→ DIRECTIONS FOR THIS TASK
Please reproduce the records below verbatim, from the line with "on bench in the photo above." up to and including the line with "(452, 1253)", and print nothing else.
-- start of GIVEN DATA --
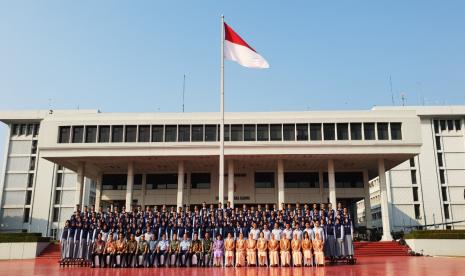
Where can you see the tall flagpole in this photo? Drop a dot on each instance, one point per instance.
(221, 172)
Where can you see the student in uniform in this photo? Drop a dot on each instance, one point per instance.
(131, 251)
(64, 241)
(318, 247)
(241, 248)
(273, 247)
(141, 252)
(339, 235)
(121, 247)
(307, 250)
(196, 250)
(277, 231)
(152, 251)
(70, 241)
(173, 251)
(184, 247)
(207, 250)
(251, 251)
(110, 253)
(98, 251)
(162, 250)
(288, 232)
(229, 246)
(262, 247)
(348, 237)
(296, 253)
(266, 232)
(218, 251)
(330, 244)
(285, 246)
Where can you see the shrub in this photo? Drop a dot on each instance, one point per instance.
(22, 237)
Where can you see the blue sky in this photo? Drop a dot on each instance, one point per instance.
(131, 55)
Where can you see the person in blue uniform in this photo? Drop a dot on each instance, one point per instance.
(339, 235)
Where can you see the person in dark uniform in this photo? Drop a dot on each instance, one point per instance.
(339, 235)
(98, 250)
(162, 250)
(173, 251)
(64, 241)
(207, 250)
(141, 252)
(131, 251)
(348, 238)
(110, 252)
(196, 250)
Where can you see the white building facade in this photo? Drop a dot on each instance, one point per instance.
(144, 159)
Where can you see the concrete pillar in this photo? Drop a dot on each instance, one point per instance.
(367, 199)
(281, 198)
(180, 184)
(320, 184)
(98, 192)
(78, 198)
(332, 182)
(187, 195)
(384, 201)
(143, 190)
(231, 182)
(129, 186)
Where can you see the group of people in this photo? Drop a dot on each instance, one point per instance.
(208, 236)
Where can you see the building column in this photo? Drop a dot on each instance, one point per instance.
(98, 192)
(367, 199)
(78, 198)
(129, 186)
(281, 198)
(384, 201)
(332, 183)
(180, 183)
(143, 190)
(231, 182)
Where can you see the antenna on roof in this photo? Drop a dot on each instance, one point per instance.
(420, 88)
(50, 110)
(402, 96)
(183, 91)
(390, 87)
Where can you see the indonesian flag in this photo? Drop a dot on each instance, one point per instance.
(236, 49)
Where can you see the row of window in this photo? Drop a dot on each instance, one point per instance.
(239, 132)
(449, 125)
(25, 129)
(261, 180)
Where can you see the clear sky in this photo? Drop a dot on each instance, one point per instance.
(131, 55)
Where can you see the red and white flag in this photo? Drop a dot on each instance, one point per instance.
(236, 49)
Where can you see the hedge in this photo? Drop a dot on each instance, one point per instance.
(22, 237)
(436, 234)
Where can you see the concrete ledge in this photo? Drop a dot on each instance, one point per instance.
(438, 247)
(21, 250)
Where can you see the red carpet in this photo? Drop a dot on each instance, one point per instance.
(372, 266)
(362, 249)
(51, 252)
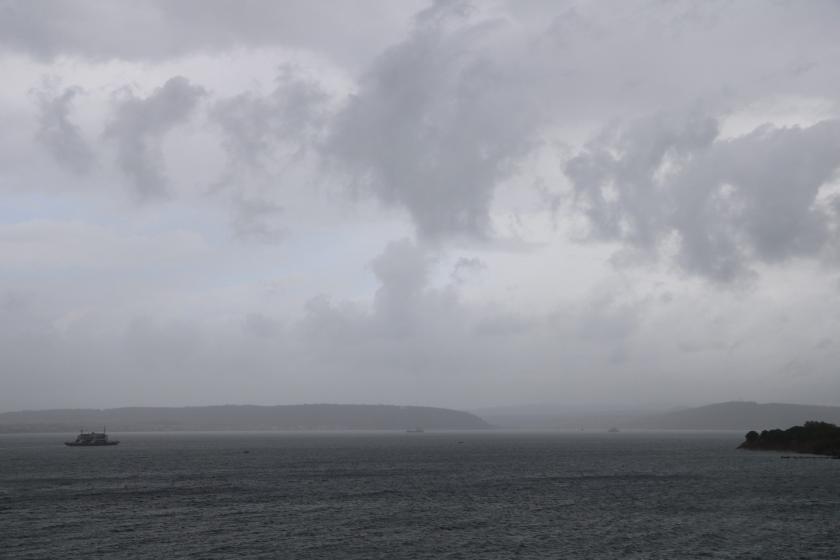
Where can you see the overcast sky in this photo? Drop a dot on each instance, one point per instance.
(457, 204)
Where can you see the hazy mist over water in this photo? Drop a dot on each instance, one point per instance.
(432, 495)
(312, 215)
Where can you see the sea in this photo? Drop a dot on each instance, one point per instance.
(393, 495)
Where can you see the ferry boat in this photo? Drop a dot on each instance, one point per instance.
(91, 439)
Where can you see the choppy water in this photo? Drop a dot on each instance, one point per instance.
(433, 495)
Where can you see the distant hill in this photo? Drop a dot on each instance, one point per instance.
(242, 417)
(820, 438)
(720, 416)
(738, 415)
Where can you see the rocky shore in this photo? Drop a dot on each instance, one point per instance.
(818, 438)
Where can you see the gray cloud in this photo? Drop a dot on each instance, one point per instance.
(139, 124)
(725, 203)
(258, 220)
(439, 120)
(56, 131)
(160, 29)
(281, 125)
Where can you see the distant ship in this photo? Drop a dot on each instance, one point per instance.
(91, 439)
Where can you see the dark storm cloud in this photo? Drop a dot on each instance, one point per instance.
(439, 120)
(138, 125)
(725, 202)
(57, 132)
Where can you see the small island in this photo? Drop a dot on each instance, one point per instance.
(818, 438)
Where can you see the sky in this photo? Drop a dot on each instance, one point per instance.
(443, 203)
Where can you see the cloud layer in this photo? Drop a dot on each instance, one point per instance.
(439, 203)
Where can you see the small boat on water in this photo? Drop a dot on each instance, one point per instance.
(91, 439)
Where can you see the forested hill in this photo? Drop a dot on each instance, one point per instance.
(242, 417)
(739, 415)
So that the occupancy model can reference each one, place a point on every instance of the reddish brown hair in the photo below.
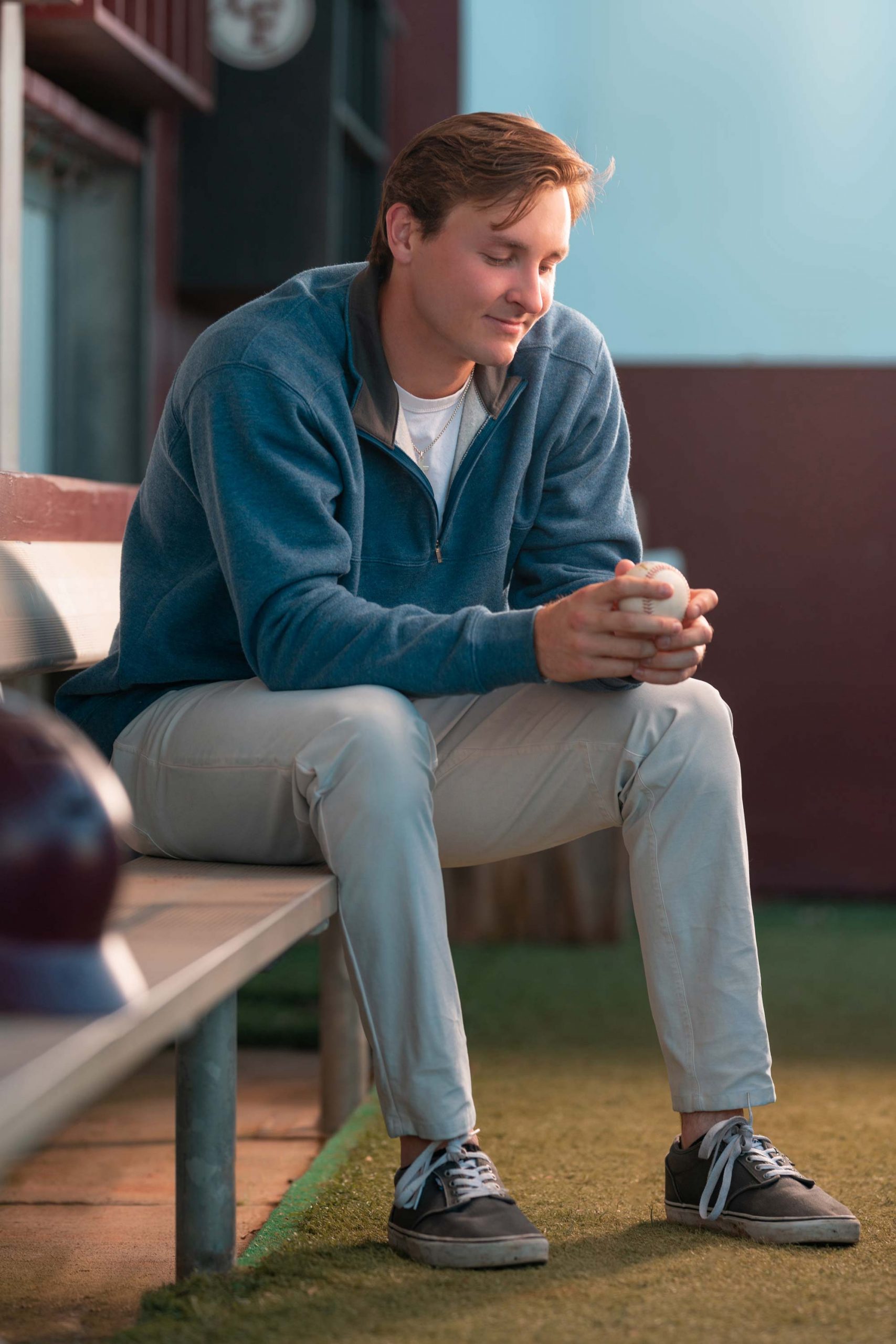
(483, 158)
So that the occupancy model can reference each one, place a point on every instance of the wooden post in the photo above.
(345, 1058)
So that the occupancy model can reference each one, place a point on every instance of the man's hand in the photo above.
(679, 658)
(585, 636)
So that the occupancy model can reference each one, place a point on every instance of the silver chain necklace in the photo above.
(422, 452)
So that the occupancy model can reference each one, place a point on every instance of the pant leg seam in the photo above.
(666, 916)
(350, 951)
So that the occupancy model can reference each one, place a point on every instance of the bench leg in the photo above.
(345, 1058)
(206, 1144)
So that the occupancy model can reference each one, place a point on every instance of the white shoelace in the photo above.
(472, 1177)
(723, 1146)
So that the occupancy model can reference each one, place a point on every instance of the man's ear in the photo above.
(402, 230)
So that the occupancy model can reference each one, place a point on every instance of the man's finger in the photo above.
(675, 659)
(613, 591)
(702, 601)
(693, 635)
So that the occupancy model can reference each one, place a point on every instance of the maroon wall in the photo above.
(778, 484)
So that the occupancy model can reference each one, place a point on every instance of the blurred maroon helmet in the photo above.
(62, 814)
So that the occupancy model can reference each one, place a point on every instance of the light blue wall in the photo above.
(753, 213)
(38, 282)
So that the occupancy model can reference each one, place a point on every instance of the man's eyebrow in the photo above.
(515, 245)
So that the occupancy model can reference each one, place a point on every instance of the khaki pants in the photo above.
(388, 790)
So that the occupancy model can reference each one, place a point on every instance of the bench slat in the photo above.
(58, 604)
(50, 1067)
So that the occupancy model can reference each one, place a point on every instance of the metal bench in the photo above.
(198, 932)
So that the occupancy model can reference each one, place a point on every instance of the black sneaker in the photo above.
(754, 1190)
(452, 1210)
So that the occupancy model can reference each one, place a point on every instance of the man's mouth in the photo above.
(510, 326)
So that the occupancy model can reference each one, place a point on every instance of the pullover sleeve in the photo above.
(269, 484)
(586, 521)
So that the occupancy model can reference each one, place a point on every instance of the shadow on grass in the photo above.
(336, 1284)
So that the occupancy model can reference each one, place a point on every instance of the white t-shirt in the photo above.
(426, 417)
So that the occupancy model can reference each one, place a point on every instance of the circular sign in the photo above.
(258, 34)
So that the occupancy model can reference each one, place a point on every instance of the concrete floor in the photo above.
(88, 1223)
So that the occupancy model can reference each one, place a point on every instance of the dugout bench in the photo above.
(198, 930)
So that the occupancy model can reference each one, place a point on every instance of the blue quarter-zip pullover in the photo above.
(280, 533)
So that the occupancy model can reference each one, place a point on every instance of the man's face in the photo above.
(481, 289)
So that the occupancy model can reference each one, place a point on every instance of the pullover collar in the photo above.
(376, 406)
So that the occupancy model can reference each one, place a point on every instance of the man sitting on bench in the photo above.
(368, 617)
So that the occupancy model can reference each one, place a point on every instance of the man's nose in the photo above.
(527, 293)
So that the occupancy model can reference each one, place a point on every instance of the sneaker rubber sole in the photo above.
(781, 1232)
(452, 1253)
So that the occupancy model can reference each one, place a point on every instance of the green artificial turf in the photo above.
(575, 1112)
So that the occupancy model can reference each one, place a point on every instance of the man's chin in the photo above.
(495, 355)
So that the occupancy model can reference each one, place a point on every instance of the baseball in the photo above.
(675, 605)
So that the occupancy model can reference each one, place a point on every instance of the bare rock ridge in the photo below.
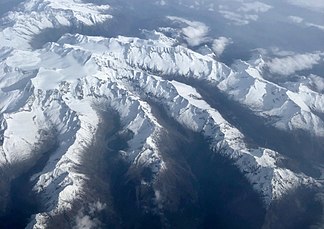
(56, 102)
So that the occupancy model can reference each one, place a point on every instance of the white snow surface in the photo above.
(50, 95)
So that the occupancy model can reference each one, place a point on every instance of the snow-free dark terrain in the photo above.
(161, 114)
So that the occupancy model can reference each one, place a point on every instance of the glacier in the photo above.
(54, 98)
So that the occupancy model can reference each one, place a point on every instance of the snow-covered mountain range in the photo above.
(54, 102)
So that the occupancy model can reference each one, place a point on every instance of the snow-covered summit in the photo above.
(54, 101)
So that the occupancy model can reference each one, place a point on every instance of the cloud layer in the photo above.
(291, 64)
(195, 32)
(220, 44)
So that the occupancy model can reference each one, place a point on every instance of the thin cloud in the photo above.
(247, 12)
(220, 44)
(194, 32)
(315, 5)
(290, 64)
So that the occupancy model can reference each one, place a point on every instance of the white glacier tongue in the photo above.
(53, 100)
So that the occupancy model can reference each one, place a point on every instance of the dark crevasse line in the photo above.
(23, 202)
(8, 5)
(131, 202)
(208, 190)
(302, 150)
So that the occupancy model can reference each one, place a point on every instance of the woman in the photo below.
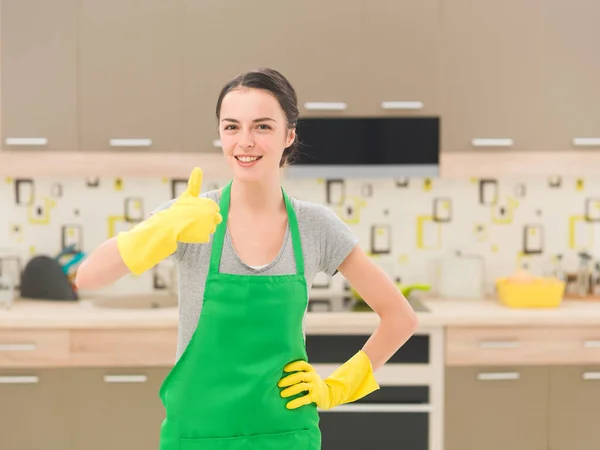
-- end of GIVEN DATA --
→ EXERCISE OUTPUT
So that the occupancy model can reference each one, place a point on every instance of the man sitting on bench in the photo above.
(368, 617)
So that the occupancy model can reference each one, place a point on every instance of the man's nose in the photo above.
(527, 293)
So that the occupancy model can reference each one, place a point on every instance of the sneaker rubber sole in the photo above.
(781, 1232)
(452, 1253)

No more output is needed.